• [What the task asks]
Write out the part of the primary care shortage text below that runs between "Furthermore, while novel" and "downstream healthcare costs.", inclusive.

Source text below:

The federal government estimates that approximately 84 million Americans presently lack adequate access to primary care.

The national per capita supply of primary care physicians declined between 2005 and 2015 by an average of five physicians per 100,000 persons. And, by 2030, the shortage of primary care physicians is expected to grow to close to 50,000. Given the concentrated supply of primary care physicians in urban and suburban centers this will have a disproportionate impact on people living in rural areas, who are generally older, poorer, sicker, and less well-insured.

According to the Lown Institute, the shortage of primary care doctors can be attributed to low numbers of residency slots, the salary gap between primary care doctors and specialists, and high rates of student debt which drive many into higher-paying specialties.

And, it's not as if the issues cease once one becomes a primary physician.

The administrative burdens imposed by requirements related to electronic medical record keeping and quality metrics have been cited as contributing to widespread primary care physician burnout. Evidently, primary care doctors have two hours of required documentation for every hour of patient care.

Furthermore, while novel payment models that promote "value over volume" sound promising, if not optimally planned for and executed they can be an added burden for primary care clinicians.

As an illustration, in May of this year the Centers for Medicare and Medicaid Services (CMS) unveiled an initiative called the Primary Care First payment models, which CMS hopes to implement starting in January 2020. Primary care physicians can voluntarily sign up for the program. CMS asserts that these new payment models will reduce administrative burdens for primary care physicians, and enable them to earn "performance-based payments" if they deliver care to Medicare patients that meets certain pre-determined targets that decrease downstream healthcare costs. 

However, what may deter some physicians from signing up is that the new payment models could actually increase their administrative burdens and practice costs. The CMS value-based payment models require a more expensive staffing mix for primary care practices, in part because of requirements regarding compilation and reporting of a wide array of data on patients. In itself, imposing such data requirements is sensible, but for primary care practices finding money for this investment may be a problem.

Moreover, successful implementation of value-based payment models implies the existence of an adequate infrastructure of both data exchange and coordination of care between physicians. This, unfortunately, is not always happening. A Commonwealth Fund study found that "many primary-care physicians struggle to receive relevant clinical information from specialists and hospitals, complicating efforts to provide seamless, coordinated care."

All this raises the question how to reconfigure the healthcare system to revitalize primary care. The obvious answer is to increase primary care reimbursement to reduce the disparity between primary and specialty care income.

But, there may be other less conventional ways to achieve the objective. The Lown Institute proposes that the government cover the cost of medical school for students who devote ten years or more to primary care and that CMS residency subsidies are offered to those entering the field of primary care.

Further, the Lown Institute wants to promote more use of direct primary care models: Here, primary care practices bypass insurers by directly charging patients a monthly membership fee in lieu of accepting insurance payments. The membership fee covers all or most primary care services including clinical and laboratory services, consultative services, care coordination, and comprehensive care management.

The counter argument to the decline in primary care may be that primary care has been partly supplanted by the emergence of numerous urgent care facilities. But, urgent and emergency room care for that matter do not replace primary care. In fact, inefficiencies abound when the emphasis is on acute rather than maintenance or chronic care.

End of Source text.
Provided material below:

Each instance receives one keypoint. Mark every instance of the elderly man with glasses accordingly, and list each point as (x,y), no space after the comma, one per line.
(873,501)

End of Provided material.

• [Written solution]
Furthermore, while novel payment models that promote "value over volume" sound promising, if not optimally planned for and executed they can be an added burden for primary care clinicians.

As an illustration, in May of this year the Centers for Medicare and Medicaid Services (CMS) unveiled an initiative called the Primary Care First payment models, which CMS hopes to implement starting in January 2020. Primary care physicians can voluntarily sign up for the program. CMS asserts that these new payment models will reduce administrative burdens for primary care physicians, and enable them to earn "performance-based payments" if they deliver care to Medicare patients that meets certain pre-determined targets that decrease downstream healthcare costs.